EXTRACT PROVIDED:
====

[Fwd: New Chemical Request: Perfluorooctyl-trichloro-silane]

Mary Tang mtang at stanford.edu
Tue Feb 14 12:00:39 PST 2006


Oops.  I don't think we did answer it.  I think it's OK from a safety 
perspective, especially in the small amounts described here.  But I 
still do prefer the -ethoxy and -methoxy versions of these chemicals 
over the -chloro versions.  The only possible problems I see are that 
the dessicator will be coated with this anti-sticking stuff (is that a 
problem?  I'm not sure what else the dessicator is used for.  It will 
mean that if there is cross-contamination, the problem will be stuff not 
sticking to substrates) and that the -chloro versions of these compounds 
tend to react quickly with any moisture in the air to polymerize into 
particles.

My suggestion is that if we are concerned with cross-contamination that 
we have a dedicated dessicator for anti-sticking processes (as I also 
think that nanoimprint might need something like this anyway.)  It's a 
couple hundred dollars 
(http://www.jenconsusa.com/products_specs_1.cfm?id=26).  It might be a 
good idea to have one dessicator for hydrophobic processing and another 
for hydrophillic processes.

Mary

Mahnaz Mansourpour wrote:

> I am forwarding this to specmatt , not knowing if we have answered it 
> or not?
>
> mahnaz
>
> -------- Original Message --------
> Subject: 	New Chemical Request: Perfluorooctyl-trichloro-silane
> Date: 	Fri, 27 Jan 2006 17:04:01 -0800
> From: 	Neville Mehenti <nmehenti at stanford.edu>
> To: 	specmat at snf.stanford.edu
> CC: 	nmehenti at stanford.edu
>
>
>
>Hello,
>I would like to make a request to bring a new chemical into the cleanroom 
>for use in a process.
>Below this email is the requested information for this new chemical 
>request, as outlined on the SNF website.
>Please let me know if there is a problem or if you would like any more 
>information.
>Thanks very much and hope to hear from you soon.

====

STORED DATA:
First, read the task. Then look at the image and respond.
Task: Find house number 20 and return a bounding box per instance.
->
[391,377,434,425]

====

TASKS TO CARRY OUT:
**a)** In the email about the new chemical request, what price does Mary Tang give for a dedicated dessicator?
**b)** Resume the email thread about the new chemical request, writing on from its last line.

EXPECTED RESULTS:
**a)** A couple hundred dollars.

**b)**
>Regards,
>Neville
>
>1.  Name: Neville Mehenti; Coral: mehenti; Tel: (650)723-1669; Email: 
>nmehenti at stanford.edu, PI: Prof. Stacey F. Bent
>
>2.  Full Name: 1H,1H,2H,2H-Perfluorooctyl-trichloro-silane (CAS 78560-45-9)
>The MSDS is attached with this email as a pdf file.
>
>3.  Manufacturer:  Sigma-Aldrich
>3050 Spruce Street, St. Louis, MO 63103; Tel: 314.771.5765; Website: 
>http://www.sigmaaldrich.com/
>
>4.  The reason I am requesting to bring this material into the lab is 
>because I am looking to spin thin (10-20 microns) silicone membranes on a 
>silicon-photoresist mold, and then peel them off to serve as components for 
>microfluidic devices.  I have been using polydimethylsiloxane (PDMS) as the 
>membrane material, but the membranes are not strong enough to resist 
>tearing or stretching upon removal from the mold.  I have found that 
>treatment of these molds by exposing them to this requested chemical under 
>vacuum allows for easier release of the membrane from the mold with minimal 
>stretching.  By silanizing the silicon-photoresist mold with this chemical, 
>the surface of the mold is effectively "teflonized," thus preventing any 
>strong interaction between the PDMS and the mold.  I would prefer to do 
>this process at the fab so that my molds remain in a clean environment 
>(since I have had particulate problems when silanizing in my normal lab and 
>this creates several problems with the resulting membranes).
>
>5.  I plan on using this chemical only in the desiccator above the 
>Headway.  I will place my silicon photoresist molds along with a small 
>volume (~100 microliters) of the chemical in the desiccator and pull house 
>vacuum on it for one hour, thus forming silane vapor which will 
>subsequently react to the native oxide on the mold.  I will then spin PDMS 
>on these molds using the Headway, and they will then require no further 
>processing within SNF.
>
>6.  For each time I silanize my molds, I will be using ~100 microliters of 
>this chemical, which is in liquid form.  Only a small fraction of this 
>volume will be vaporized to properly silanize the surface of my molds.
>
>7.  I will carefully bring in the appropriate volume (~100 microliters) of 
>the chemical into SNF each time I need to use it.  The chemical will be 
>stored in a labelled 1-ml glass vial, and will be brought in within a 
>larger vial as a secondary container.  When placed in the desiccator, I 
>will remove the cap from the vial and place the vial in one of my beakers 
>(in order to stabilize the vial from falling due to a bump or rapid 
>pressure changes).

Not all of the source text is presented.